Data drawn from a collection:
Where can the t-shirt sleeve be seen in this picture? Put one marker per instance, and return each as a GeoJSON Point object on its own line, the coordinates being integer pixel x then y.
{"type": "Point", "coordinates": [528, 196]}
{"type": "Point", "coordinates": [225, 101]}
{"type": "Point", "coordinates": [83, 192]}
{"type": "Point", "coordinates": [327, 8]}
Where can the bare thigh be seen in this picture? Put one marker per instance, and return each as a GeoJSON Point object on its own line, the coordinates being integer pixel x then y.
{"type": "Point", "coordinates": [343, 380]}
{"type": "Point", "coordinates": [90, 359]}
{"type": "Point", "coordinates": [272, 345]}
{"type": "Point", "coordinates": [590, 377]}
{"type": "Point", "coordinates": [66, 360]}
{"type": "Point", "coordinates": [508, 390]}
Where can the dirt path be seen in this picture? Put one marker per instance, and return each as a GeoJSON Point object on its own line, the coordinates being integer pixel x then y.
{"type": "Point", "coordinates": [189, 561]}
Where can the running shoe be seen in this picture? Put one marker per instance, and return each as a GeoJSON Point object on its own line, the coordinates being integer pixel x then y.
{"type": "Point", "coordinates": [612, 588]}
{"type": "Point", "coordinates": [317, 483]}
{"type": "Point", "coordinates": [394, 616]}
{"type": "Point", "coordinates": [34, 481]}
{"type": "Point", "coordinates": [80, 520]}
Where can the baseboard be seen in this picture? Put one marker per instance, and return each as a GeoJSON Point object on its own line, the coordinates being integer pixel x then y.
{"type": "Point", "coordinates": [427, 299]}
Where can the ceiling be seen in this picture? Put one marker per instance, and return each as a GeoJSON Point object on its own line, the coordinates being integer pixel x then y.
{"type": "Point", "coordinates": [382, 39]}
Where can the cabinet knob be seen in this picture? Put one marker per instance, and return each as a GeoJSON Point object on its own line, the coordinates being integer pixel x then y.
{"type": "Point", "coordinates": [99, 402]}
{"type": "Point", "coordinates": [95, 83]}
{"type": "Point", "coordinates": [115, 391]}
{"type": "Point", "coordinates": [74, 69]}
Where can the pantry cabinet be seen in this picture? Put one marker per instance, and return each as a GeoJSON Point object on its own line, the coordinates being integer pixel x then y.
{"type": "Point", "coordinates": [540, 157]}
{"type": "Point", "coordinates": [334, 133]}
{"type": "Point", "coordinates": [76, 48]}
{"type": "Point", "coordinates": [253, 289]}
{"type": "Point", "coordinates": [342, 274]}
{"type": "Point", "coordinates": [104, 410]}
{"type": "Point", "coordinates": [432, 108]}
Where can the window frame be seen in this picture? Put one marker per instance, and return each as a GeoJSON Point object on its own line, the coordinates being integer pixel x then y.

---

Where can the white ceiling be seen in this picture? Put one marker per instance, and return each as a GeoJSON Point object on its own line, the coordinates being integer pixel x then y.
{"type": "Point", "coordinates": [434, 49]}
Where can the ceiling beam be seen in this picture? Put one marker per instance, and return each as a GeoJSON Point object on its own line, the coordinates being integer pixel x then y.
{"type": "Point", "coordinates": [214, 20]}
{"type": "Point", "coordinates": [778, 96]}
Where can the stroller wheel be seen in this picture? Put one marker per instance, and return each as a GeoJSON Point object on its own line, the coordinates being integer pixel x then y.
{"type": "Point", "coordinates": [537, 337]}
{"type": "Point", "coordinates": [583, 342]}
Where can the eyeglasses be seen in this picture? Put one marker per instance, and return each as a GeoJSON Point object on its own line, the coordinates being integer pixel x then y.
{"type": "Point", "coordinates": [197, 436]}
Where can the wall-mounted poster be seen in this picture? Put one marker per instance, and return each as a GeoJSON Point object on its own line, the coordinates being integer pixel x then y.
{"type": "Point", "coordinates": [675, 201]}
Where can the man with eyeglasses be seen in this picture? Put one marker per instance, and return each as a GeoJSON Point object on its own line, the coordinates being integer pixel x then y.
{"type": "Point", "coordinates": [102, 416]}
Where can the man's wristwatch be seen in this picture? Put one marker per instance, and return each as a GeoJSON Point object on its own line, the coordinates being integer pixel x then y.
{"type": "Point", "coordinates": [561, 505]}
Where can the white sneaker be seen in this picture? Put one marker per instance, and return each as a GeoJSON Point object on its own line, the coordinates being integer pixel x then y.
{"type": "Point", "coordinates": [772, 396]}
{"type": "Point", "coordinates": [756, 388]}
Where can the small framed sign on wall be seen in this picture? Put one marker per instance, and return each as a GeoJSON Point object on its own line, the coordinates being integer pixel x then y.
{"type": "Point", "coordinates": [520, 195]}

Set problem: Count the lines of the records that contain the string "eyeglasses", where uppercase and lowercase letters count as different. Reply with only the number.

Task response: 2